- **TEXT FOR ANALYSIS**
Exhibition Highlights for January 2017

ARTBERLIN EXHIBITION HIGHLIGHTS 

Exhibition Highlights for January 2017

If you are ready to face reality again after the excesses of christmas and hangovers of new years – here are Artberlin’s exhibition highlights for the start of a hopefully grand year 2017!

Textilskulptur, Ursula Wagner, Foto: Juliane Eirich, 2013

Textilskulptur, Ursula Wagner, Foto: Juliane Eirich, 2013


Martin-Gropius-Bau // +Ultra. Wissen Schafft Gestaltung 

closing Sunday 8th January 2017

„Gestalten“ – is a german term which loosely translates into „designing, creating, modelling“. The fact that design is a science is widely accepted. However how models and designs shape our understanding and knowledge of things, the constituents of science, is still underestimated. Especially the advance of digital technologies has had significant effects on how we perceive and learn from the physical and virtual worlds around us. The exhibition at Martin-Gropius-Bau presents a multiverse of different perspectives from architecture and urbanism, to epistimology and archeology, medicine and art. 

Within the nine beautifully curated and designed rooms of the exhibition +ultra  the relationships between artistic, scientific and technological design processes are presented:  From the Stone Age hand ax to the 3D-printed organ, from biomimetric materials to feeling prostheses, and computer generated fractal patterns. They visually show how insights and knowledge are gained through the human transformations of nature, as well as their social and political consequences.

- **EXTRACTED INFORMATION**
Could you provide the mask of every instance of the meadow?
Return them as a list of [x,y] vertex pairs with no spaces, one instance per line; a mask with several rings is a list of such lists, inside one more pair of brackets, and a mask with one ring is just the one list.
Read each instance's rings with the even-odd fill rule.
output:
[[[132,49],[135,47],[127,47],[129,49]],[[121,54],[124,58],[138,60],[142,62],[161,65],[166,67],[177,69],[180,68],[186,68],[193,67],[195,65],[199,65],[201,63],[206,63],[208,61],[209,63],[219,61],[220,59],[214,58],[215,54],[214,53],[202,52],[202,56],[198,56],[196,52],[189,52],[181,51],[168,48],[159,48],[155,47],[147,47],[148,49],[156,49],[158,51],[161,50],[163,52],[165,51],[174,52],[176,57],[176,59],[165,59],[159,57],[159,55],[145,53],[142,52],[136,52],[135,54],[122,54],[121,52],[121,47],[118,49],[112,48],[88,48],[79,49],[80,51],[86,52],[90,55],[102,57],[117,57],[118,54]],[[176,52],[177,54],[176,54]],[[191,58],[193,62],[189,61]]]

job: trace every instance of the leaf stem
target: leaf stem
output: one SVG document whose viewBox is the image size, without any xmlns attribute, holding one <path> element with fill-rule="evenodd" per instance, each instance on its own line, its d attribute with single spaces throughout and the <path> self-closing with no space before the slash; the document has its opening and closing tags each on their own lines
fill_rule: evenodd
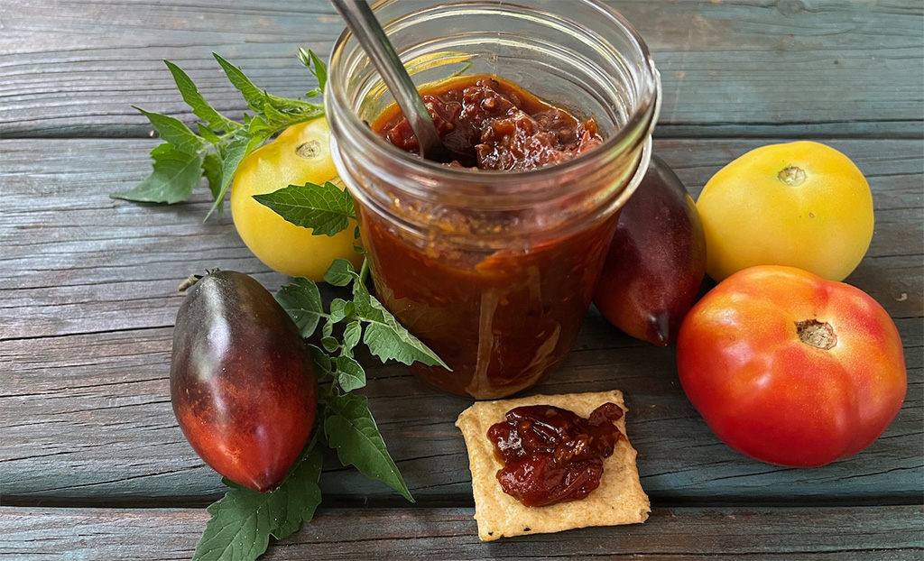
<svg viewBox="0 0 924 561">
<path fill-rule="evenodd" d="M 366 284 L 366 278 L 369 276 L 369 258 L 362 258 L 362 267 L 359 269 L 359 282 Z"/>
</svg>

- **WORK ITEM**
How would you say this sentence from the January 2017 exhibition highlights in Spanish: "The fact that design is a science is widely accepted." The rows have no connection to the January 2017 exhibition highlights.

- **ANSWER TO THIS PROBLEM**
El hecho de que el diseño sea una ciencia es ampliamente aceptado.